RECORDED DATA:
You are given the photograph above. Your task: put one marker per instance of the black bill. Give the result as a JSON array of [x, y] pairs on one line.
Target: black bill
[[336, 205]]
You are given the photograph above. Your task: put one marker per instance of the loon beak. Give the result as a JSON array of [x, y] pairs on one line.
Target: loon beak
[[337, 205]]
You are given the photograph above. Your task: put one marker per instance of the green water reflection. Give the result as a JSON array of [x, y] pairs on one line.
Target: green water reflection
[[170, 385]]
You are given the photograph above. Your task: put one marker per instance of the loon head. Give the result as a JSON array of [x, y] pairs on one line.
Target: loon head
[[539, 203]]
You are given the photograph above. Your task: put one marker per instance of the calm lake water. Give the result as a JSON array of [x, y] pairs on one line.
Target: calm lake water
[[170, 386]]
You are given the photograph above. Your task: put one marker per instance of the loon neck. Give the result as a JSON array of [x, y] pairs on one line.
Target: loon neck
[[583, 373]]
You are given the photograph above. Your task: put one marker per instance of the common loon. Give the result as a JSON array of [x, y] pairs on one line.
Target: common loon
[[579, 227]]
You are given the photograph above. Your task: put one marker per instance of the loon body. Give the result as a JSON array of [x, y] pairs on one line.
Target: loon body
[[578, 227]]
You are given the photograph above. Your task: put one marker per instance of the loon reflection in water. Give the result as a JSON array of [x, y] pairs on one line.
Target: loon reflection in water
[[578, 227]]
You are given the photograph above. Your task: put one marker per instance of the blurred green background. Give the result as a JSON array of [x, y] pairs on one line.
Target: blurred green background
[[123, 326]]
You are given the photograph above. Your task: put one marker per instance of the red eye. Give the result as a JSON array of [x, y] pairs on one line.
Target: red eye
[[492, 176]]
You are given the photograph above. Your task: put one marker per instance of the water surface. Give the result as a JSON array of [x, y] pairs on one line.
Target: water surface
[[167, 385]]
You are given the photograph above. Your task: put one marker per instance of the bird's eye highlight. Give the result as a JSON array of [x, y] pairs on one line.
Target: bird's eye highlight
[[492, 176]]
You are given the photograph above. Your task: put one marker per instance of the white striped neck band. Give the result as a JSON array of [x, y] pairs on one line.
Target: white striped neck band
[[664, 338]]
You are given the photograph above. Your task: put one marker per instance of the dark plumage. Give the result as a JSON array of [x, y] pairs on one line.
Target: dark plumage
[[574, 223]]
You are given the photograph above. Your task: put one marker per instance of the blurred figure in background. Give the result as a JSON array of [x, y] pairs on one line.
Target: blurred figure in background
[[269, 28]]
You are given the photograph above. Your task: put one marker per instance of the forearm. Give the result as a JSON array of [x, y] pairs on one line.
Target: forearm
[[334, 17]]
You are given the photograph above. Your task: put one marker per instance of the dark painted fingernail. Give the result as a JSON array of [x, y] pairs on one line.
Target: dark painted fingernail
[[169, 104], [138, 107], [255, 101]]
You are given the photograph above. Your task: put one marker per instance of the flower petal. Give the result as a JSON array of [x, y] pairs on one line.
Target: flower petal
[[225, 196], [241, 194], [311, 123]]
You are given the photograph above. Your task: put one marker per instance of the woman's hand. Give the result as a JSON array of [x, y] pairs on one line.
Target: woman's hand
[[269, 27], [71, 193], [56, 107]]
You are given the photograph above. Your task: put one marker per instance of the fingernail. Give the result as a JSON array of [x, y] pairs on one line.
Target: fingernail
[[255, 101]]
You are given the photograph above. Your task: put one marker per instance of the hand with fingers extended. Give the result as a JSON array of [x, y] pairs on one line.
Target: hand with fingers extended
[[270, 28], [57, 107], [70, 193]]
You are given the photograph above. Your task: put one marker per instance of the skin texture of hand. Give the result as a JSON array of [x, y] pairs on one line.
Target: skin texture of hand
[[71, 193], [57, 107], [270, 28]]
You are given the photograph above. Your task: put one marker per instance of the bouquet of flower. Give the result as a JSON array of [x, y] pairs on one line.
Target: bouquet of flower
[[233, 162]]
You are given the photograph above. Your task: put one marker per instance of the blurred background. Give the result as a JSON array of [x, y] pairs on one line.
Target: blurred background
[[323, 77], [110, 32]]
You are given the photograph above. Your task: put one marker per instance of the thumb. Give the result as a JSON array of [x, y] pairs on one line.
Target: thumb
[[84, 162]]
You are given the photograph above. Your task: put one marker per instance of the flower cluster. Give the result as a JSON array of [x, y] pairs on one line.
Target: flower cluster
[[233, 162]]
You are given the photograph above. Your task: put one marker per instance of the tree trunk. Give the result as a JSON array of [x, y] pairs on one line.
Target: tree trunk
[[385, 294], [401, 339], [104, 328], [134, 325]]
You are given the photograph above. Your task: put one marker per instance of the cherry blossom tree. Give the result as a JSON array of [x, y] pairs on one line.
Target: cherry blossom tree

GIVEN PROBLEM: Quote every row above verbatim, in its original order and without any changes.

SOLUTION BELOW:
You are given the photograph above. Your task: put one marker per instance of the black bill. Give the result as a JSON array of [x, y] pairs on one line.
Target: black bill
[[336, 205]]
You are given the photograph above. Your task: put one marker per instance of the loon beak. Give the result as a JSON array of [x, y] pairs on one line.
Target: loon beak
[[337, 205]]
You are given the photograph above. Your task: put one marker per instance of the green water reflection. Give the result as a JSON array of [x, y] pairs on one line.
Target: green water reflection
[[170, 385]]
You are given the photograph above. Your task: put one marker per instance of the loon head. Give the result as a JSON array of [x, y] pairs on one line.
Target: loon head
[[539, 203]]
You are given the photograph above. Your task: put one marker per instance of the calm lake water. Give the result as a JSON array of [x, y] pairs on one line.
Target: calm lake water
[[170, 386]]
You are given the photograph above. Your task: put one marker per instance of the loon neck. Give the result as a JSON array of [x, y] pairs on one line.
Target: loon neck
[[583, 373]]
You are given the photograph above. Your task: put one marker per instance of the common loon. Give the result as a JSON array of [x, y] pairs on one line.
Target: common loon
[[579, 227]]
You are given the photograph above. Your task: put one marker per instance of the loon body. Give the result as a JSON array of [x, y] pairs on one line.
Target: loon body
[[578, 227]]
You are given the photograph above. Your task: put one marker per instance of the loon reflection in water. Give the result as a JSON array of [x, y] pairs on one line.
Target: loon reflection in water
[[578, 227]]
You are given the photograph above. Your task: put one marker per instance of the blurred green background. Give the result as a JSON array of [x, y] pairs on one line.
Target: blurred green background
[[123, 326]]
You are given the photograph above. Your task: put one marker per instance of the red eye. Give the result as a JSON array of [x, y] pairs on one line.
Target: red eye
[[492, 176]]
You are given the photograph above. Your task: put one marker per instance of the water surface. Give the result as a JSON array of [x, y] pairs on one line.
Target: water surface
[[167, 385]]
You are given the photograph above. Your task: put one marker per instance of the bird's eye highlight. Give the result as a JSON array of [x, y] pairs on one line.
Target: bird's eye highlight
[[492, 176]]
You are given the photograph above. Your task: put one marker per instance of the white striped neck band. Give the result as a JSON array of [x, y] pairs on one line.
Target: white striped neck band
[[664, 338]]
You are given the photograph above. Your task: put one marker per instance of the dark plumage. Give the result as a JSON array of [x, y] pairs on one line.
Target: dark plumage
[[574, 223]]
You are given the photograph above. Your task: put one marker per instance of the blurred figure in background. Give the result as a JSON array of [x, y] pairs on one line.
Target: blurred figure in background
[[269, 28]]
You are given the photograph above. Your task: put one marker per instance of the forearm. Give the result as a JSON array of [x, y] pairs on one line.
Target: forearm
[[334, 17]]
You are given the photograph above. Your task: put one marker per instance of the dark painted fingernail. Give the result as a JSON array of [x, y] pairs on one line.
Target: dark painted fingernail
[[169, 104], [138, 107], [255, 101]]
You are given the photograph above. Your task: put one marker per instance of the flower petal. Give the result as a JSON array of [x, y] pairs on one line.
Target: flower petal
[[225, 196], [241, 194], [311, 123]]
You are given the photograph above. Your task: put one marker per instance of the woman's hand. Give the result as a JSON array of [x, y] pairs on one line.
Target: woman's hand
[[269, 27], [71, 193], [56, 107]]
You are given the photograph above. Your task: put one marker per instance of the fingernail. Give the result as a JSON array of [x, y] pairs on one line.
Target: fingernail
[[255, 101]]
You are given the photograph above. Your task: put one marker per instance of the hand with fingers extended. Give the result as a JSON array of [x, y] pairs on one line.
Target: hand with fingers extended
[[270, 28], [57, 107], [70, 193]]
You are given the photograph above. Your task: put one marker per instance of the skin texture of hand. Give the result as a JSON array of [x, y] pairs on one line.
Target: skin texture of hand
[[71, 193], [57, 107], [270, 28]]
You are given the photograph above. Your task: put one marker per instance of the bouquet of flower. Give the result as a JSON array of [x, y] pairs on one line.
Target: bouquet of flower
[[233, 162]]
You are given the photograph above. Your task: put one marker per instance of the blurred background. Give the result as a JSON array of [x, y] pairs on one line.
Target: blurred background
[[323, 77], [110, 32]]
You are given the photograph above. Your task: put one marker per instance of the thumb. Give the result as a JSON array of [x, y] pairs on one line.
Target: thumb
[[84, 162]]
You are given the photograph above. Your task: put one marker per instance of the flower cluster. Give the result as a JSON array of [x, y] pairs on one line.
Target: flower cluster
[[233, 162]]
You are given the photograph above. Your task: put one marker per instance of the tree trunk. Give the result as a JSON array of [x, y] pairs on one line.
Target: tree trunk
[[385, 294], [401, 339], [104, 328], [134, 325]]
You are given the photograph above. Your task: put one marker per instance of the cherry blossom tree. Give the result as a JSON array of [x, y] pairs on one line.
Target: cherry blossom tree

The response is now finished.